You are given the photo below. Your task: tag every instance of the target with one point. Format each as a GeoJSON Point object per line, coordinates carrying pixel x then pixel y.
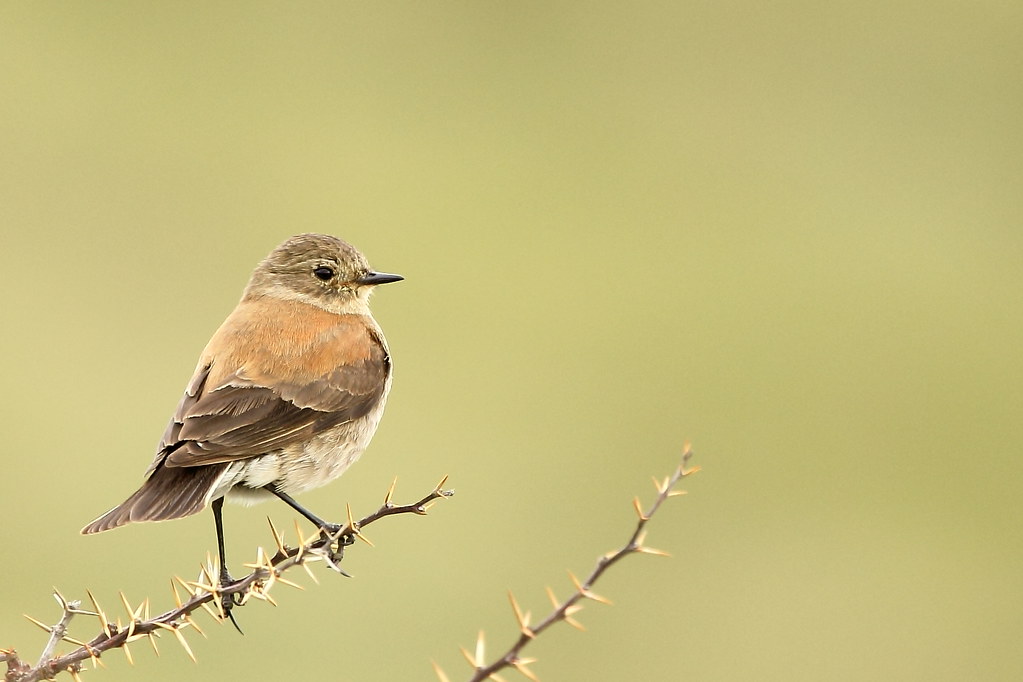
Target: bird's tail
{"type": "Point", "coordinates": [171, 492]}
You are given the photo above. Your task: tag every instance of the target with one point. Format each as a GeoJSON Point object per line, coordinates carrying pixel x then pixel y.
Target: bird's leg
{"type": "Point", "coordinates": [228, 602]}
{"type": "Point", "coordinates": [328, 530]}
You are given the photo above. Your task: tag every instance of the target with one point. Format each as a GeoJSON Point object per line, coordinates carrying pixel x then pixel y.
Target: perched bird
{"type": "Point", "coordinates": [285, 397]}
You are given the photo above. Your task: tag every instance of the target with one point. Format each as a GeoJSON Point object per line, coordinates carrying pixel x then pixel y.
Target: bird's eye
{"type": "Point", "coordinates": [323, 273]}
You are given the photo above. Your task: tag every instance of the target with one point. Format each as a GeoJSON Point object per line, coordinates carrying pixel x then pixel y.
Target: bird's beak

_WHAT YOU NEED TO DO_.
Output each line of the records exactly. Any picture is skipped.

_YOUR RESPONSE_.
You are given the photo below. Your task: tag every instance of the target with one point. Format each as a GeoJSON Point object per line, coordinates carrying pixel x then pixel y.
Target: bird's tail
{"type": "Point", "coordinates": [171, 492]}
You are given the photo above. Your task: tag every instance of the target with one point. Format each as a GeoJSON Point object per line, coordinates carrying pixel x then pixel y.
Target: bird's leg
{"type": "Point", "coordinates": [228, 602]}
{"type": "Point", "coordinates": [328, 530]}
You are given the photo above. Your task: tag every instance of the target with one point. Format each as a GeoJSON Point object per line, coordinates carrying pixel x then pixel y.
Target: perched bird
{"type": "Point", "coordinates": [285, 397]}
You are given the photo above. Your task: tag every instance of the target with one point. Format each as a GeoJSON Point object per line, coordinates carrying pixel x then pixel y.
Target: bird's eye
{"type": "Point", "coordinates": [323, 273]}
You are given the photo above. Your task: tag every instance of the target with one point. Format each as a GeoJSON Point object per line, coordinates carrying pixel x then pixel y.
Target: bird's beak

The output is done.